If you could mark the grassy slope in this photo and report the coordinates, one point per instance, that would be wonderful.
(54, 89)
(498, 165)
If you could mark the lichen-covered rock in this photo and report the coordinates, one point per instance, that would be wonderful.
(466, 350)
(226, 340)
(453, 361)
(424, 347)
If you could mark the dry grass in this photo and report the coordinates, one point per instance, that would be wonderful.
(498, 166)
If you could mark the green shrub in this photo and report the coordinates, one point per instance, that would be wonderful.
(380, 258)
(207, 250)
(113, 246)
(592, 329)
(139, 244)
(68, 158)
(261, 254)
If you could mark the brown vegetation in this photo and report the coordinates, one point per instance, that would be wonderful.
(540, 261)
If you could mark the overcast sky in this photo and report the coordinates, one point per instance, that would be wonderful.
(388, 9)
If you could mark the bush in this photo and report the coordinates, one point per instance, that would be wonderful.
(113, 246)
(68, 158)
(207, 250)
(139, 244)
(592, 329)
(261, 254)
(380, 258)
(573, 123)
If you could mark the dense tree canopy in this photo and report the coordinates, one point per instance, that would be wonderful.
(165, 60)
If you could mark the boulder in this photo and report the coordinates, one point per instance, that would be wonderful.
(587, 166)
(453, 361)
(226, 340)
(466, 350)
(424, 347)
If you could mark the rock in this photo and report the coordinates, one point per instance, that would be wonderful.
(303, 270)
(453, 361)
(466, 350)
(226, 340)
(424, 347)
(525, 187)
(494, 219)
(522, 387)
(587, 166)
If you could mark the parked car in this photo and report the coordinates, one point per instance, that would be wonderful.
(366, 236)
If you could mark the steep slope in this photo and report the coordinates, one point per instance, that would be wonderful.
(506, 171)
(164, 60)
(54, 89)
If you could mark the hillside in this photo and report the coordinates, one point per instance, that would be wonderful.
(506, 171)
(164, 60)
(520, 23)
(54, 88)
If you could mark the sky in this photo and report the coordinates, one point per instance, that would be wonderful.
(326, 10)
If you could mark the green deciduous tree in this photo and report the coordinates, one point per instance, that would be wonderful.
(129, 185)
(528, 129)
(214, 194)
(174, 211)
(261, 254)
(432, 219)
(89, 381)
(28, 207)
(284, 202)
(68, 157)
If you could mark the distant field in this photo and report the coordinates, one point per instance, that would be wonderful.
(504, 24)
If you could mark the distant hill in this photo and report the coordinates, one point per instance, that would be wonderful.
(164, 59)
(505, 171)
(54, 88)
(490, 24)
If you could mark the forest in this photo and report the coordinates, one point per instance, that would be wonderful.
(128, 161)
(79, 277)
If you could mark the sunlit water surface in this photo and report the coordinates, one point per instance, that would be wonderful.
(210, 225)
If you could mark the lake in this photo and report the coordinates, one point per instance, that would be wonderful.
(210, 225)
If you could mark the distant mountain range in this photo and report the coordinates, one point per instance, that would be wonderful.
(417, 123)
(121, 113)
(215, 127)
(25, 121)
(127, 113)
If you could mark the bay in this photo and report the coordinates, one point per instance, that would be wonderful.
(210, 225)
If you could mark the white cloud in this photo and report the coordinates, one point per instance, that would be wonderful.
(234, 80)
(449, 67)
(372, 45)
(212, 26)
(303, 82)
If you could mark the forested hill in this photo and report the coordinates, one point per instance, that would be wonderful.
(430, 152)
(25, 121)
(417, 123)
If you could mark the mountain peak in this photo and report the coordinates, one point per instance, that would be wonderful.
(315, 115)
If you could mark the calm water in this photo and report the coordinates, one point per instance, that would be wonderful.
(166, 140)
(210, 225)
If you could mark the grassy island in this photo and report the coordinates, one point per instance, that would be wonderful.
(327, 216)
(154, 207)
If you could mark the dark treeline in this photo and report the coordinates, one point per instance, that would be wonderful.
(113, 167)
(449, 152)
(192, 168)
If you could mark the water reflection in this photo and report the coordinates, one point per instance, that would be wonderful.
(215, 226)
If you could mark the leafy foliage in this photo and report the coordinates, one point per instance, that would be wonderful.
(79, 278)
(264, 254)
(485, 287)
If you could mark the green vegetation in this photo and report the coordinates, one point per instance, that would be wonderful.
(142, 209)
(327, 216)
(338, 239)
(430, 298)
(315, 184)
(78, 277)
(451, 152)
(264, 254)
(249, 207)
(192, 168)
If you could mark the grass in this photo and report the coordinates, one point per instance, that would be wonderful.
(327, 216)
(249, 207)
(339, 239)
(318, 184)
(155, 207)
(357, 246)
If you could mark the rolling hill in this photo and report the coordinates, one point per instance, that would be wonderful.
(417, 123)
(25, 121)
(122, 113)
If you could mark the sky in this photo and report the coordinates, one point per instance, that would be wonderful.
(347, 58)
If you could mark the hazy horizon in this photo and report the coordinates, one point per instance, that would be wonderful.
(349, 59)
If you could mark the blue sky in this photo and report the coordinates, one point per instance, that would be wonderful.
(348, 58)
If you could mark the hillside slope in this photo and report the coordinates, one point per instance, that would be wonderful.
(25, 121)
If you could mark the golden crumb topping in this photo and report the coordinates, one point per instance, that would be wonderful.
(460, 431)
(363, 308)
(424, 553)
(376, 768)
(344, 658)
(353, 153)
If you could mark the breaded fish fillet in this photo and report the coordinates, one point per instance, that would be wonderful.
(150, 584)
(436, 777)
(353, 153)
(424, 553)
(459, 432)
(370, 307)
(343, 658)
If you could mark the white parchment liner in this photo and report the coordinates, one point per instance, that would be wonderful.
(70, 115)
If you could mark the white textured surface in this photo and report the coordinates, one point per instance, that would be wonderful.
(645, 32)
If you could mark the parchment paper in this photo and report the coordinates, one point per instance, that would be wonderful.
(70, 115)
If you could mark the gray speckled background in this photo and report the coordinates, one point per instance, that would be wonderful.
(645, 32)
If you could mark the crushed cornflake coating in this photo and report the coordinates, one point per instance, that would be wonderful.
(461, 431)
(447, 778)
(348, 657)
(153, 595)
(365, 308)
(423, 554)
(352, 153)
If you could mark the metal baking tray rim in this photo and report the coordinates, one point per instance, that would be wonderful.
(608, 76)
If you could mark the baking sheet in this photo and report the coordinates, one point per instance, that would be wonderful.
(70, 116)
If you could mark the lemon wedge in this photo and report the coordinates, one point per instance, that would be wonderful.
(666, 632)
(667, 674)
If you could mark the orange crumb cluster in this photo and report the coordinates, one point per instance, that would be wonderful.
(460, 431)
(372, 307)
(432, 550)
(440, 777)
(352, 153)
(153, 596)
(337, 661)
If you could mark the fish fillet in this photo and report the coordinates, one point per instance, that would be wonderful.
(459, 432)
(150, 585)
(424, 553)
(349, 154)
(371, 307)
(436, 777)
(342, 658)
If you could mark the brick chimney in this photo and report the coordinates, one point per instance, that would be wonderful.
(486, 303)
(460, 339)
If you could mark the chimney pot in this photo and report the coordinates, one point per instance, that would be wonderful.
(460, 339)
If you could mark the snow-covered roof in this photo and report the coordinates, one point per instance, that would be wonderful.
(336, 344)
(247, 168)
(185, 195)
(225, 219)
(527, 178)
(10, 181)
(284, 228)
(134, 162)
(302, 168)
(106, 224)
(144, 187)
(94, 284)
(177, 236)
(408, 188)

AIM OF THE TASK: Starting at the line that contains "If you could mark the brick", copy each line through the last one in the records, exactly, and output nothing else.

RESULT OF THE EXERCISE:
If you could mark the brick chimney in this photo and report the coordinates, one point per instance, that would be wonderful.
(486, 303)
(460, 339)
If you could mark the chimney pot in this photo and report the coordinates, one point per instance, that would be wonderful.
(460, 339)
If you could mark the snow-covered roof in this photo and report the coordinates, one point per instance, that would be wonderful.
(336, 344)
(247, 168)
(185, 195)
(225, 219)
(527, 178)
(10, 181)
(284, 228)
(134, 162)
(302, 168)
(106, 224)
(144, 187)
(94, 284)
(177, 236)
(408, 188)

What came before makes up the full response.